Exercise directions | Pull out every line in the records below that contains the word "sweatshirt", copying each line in full.

* start Recorded data *

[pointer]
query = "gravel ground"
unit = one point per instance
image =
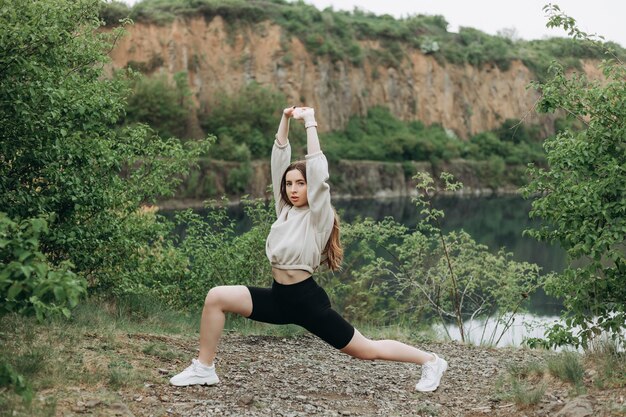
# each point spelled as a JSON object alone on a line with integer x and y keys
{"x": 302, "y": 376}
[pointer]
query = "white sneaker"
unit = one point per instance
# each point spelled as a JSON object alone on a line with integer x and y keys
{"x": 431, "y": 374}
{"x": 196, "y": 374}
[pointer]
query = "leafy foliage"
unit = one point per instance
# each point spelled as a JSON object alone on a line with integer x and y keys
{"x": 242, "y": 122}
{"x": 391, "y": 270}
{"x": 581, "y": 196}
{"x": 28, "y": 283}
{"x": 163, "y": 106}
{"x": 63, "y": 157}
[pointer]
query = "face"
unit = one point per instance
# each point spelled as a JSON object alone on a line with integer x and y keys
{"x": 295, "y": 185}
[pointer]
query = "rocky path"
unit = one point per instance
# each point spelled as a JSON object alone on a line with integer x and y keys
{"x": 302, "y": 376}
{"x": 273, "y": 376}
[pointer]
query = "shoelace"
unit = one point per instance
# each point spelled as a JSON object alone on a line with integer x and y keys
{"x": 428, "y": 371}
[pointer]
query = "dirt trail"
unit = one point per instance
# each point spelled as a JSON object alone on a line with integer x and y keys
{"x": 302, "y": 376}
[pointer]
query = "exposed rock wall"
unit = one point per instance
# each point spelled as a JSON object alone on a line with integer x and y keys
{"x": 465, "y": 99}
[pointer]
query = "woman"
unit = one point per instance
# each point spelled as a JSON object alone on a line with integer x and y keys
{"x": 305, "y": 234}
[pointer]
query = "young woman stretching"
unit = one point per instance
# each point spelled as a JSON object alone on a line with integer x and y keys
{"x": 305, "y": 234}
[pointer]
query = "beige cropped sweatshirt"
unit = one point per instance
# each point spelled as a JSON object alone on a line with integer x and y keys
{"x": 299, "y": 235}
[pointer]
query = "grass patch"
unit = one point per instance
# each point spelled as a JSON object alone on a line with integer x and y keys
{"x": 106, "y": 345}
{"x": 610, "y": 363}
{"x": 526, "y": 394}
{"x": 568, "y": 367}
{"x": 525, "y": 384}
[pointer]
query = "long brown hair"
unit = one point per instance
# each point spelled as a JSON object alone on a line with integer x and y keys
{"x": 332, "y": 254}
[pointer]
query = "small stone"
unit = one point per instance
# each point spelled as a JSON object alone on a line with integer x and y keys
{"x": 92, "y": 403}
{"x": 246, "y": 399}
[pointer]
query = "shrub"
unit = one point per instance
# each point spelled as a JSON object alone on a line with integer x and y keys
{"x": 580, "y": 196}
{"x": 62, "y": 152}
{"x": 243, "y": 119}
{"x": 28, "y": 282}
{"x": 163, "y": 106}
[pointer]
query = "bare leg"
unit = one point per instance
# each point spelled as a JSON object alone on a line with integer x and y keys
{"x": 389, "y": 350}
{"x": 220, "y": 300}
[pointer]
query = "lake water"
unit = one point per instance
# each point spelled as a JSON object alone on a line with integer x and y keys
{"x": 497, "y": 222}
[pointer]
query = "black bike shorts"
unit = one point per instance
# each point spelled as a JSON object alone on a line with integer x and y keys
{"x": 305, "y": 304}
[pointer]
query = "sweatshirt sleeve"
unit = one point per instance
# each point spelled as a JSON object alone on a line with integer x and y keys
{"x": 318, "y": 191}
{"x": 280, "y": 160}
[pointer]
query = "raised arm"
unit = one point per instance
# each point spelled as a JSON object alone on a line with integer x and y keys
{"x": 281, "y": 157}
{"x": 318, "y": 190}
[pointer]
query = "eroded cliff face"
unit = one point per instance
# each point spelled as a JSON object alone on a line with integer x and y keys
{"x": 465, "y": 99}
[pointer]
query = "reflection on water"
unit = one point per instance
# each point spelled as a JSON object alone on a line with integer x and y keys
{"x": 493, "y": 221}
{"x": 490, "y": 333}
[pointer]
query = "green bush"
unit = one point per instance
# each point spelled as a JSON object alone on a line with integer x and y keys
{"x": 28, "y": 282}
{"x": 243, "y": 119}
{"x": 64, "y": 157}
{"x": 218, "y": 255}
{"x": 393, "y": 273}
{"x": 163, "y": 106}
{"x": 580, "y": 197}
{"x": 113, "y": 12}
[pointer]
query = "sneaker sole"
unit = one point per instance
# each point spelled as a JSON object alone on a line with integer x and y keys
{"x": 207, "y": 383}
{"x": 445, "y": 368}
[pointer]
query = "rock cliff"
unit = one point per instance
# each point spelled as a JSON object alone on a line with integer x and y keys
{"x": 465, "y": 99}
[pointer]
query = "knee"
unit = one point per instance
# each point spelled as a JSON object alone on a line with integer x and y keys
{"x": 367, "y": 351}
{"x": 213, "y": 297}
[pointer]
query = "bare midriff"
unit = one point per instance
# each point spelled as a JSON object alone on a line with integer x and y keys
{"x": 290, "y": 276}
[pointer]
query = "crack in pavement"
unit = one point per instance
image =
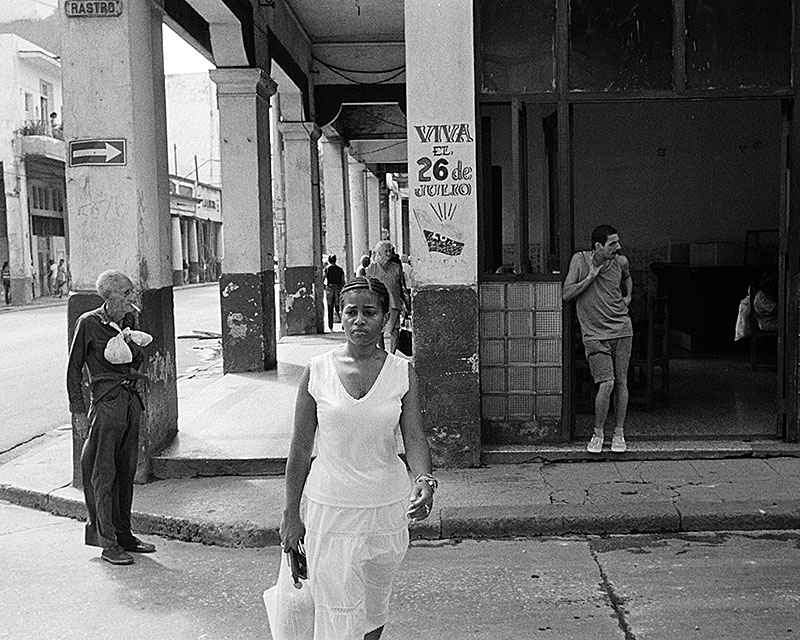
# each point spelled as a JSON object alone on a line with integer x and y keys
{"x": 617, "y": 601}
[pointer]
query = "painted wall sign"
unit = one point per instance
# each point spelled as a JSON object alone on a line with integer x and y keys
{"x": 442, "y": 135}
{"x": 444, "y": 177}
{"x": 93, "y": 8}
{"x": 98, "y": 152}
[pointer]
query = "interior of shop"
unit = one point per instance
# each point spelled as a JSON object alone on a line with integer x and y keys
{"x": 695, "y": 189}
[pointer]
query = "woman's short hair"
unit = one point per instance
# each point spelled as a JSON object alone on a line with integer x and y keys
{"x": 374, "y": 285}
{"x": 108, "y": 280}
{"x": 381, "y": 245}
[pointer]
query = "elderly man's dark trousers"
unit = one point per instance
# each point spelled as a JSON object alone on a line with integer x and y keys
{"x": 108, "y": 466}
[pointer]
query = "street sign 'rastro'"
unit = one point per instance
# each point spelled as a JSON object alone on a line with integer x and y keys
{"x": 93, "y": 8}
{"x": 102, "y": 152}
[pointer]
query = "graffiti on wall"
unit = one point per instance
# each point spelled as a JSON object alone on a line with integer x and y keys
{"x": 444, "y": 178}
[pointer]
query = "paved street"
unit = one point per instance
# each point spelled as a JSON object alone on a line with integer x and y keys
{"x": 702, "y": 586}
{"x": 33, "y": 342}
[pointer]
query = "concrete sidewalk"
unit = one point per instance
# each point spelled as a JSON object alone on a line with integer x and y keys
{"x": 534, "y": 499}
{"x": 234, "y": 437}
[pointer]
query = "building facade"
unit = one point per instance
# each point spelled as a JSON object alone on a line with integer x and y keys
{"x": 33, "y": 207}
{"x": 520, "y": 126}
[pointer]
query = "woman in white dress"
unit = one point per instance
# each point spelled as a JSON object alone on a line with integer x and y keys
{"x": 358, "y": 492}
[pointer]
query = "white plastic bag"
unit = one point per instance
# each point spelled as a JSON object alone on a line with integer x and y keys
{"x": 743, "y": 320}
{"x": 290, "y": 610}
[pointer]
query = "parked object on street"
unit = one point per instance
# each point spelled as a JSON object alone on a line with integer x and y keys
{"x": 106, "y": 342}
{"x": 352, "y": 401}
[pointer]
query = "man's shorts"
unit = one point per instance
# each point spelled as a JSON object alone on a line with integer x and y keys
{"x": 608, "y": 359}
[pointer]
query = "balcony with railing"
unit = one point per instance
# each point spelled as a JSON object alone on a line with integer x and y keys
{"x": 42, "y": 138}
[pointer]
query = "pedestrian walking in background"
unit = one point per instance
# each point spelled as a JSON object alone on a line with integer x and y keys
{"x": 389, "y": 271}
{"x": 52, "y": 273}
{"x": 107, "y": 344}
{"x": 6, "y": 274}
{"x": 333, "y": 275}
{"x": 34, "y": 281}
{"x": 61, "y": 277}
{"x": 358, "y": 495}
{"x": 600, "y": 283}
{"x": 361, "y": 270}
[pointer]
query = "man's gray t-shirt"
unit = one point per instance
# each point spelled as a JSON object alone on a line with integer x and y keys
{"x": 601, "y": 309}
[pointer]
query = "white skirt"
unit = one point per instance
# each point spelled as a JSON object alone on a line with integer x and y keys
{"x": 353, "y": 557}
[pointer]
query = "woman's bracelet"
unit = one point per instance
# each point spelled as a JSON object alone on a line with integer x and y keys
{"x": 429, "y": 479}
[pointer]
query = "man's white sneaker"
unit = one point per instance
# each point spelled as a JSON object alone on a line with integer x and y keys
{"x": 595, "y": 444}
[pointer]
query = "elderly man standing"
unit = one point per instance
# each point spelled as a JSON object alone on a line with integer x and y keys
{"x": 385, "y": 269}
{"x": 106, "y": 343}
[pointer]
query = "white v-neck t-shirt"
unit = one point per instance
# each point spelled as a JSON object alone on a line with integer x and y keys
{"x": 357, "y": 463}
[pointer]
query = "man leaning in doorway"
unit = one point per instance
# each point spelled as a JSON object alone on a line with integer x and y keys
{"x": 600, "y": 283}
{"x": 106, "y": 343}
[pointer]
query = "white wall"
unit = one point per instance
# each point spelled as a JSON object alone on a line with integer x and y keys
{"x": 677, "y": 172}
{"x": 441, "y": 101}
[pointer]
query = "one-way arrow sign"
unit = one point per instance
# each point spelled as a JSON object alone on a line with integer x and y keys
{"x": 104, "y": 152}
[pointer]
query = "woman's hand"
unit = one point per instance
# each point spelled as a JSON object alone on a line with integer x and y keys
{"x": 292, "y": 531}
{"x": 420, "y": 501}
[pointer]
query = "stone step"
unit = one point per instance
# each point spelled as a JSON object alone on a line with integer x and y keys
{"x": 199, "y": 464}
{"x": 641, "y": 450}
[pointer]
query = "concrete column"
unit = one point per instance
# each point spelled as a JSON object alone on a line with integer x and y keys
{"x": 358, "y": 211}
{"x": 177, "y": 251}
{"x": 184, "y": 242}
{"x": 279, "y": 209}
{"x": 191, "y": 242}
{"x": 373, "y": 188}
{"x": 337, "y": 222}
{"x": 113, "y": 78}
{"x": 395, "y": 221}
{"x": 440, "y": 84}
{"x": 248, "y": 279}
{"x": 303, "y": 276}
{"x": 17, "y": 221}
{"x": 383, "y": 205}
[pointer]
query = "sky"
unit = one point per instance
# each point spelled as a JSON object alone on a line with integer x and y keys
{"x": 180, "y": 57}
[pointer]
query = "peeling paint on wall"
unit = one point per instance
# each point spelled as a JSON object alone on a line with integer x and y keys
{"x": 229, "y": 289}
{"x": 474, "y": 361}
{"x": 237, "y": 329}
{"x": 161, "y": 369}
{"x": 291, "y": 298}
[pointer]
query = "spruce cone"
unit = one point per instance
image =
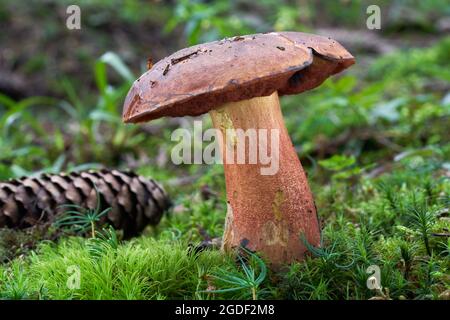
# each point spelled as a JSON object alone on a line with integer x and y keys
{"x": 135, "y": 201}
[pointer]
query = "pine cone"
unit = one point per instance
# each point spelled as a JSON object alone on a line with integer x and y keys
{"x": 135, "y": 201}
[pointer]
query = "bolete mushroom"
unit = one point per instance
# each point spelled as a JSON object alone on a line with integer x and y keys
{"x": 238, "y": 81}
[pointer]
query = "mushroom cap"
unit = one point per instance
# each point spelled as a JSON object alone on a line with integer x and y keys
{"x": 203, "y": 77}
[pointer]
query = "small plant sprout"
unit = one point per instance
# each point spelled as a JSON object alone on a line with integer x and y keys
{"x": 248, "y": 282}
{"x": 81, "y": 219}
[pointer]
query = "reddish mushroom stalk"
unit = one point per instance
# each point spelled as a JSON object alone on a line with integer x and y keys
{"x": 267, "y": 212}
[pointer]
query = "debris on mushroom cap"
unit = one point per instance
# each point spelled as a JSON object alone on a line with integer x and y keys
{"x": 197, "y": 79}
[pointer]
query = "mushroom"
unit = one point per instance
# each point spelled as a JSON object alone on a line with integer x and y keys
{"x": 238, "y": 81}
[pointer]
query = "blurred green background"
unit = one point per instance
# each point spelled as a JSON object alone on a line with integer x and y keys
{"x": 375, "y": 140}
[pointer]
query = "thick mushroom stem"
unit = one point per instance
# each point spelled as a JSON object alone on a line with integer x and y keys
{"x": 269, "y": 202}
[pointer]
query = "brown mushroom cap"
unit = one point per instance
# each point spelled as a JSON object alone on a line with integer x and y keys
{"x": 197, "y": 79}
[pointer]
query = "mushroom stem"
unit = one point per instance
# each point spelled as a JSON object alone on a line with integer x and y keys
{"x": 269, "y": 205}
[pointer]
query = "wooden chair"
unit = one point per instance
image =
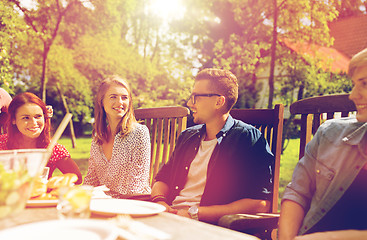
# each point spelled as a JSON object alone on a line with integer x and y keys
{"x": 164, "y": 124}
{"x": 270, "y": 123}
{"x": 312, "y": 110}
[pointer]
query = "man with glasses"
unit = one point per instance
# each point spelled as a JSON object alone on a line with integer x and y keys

* end Recorded data *

Complete response |
query = "beige cropped sweatshirt"
query = "sweatshirt sleeve"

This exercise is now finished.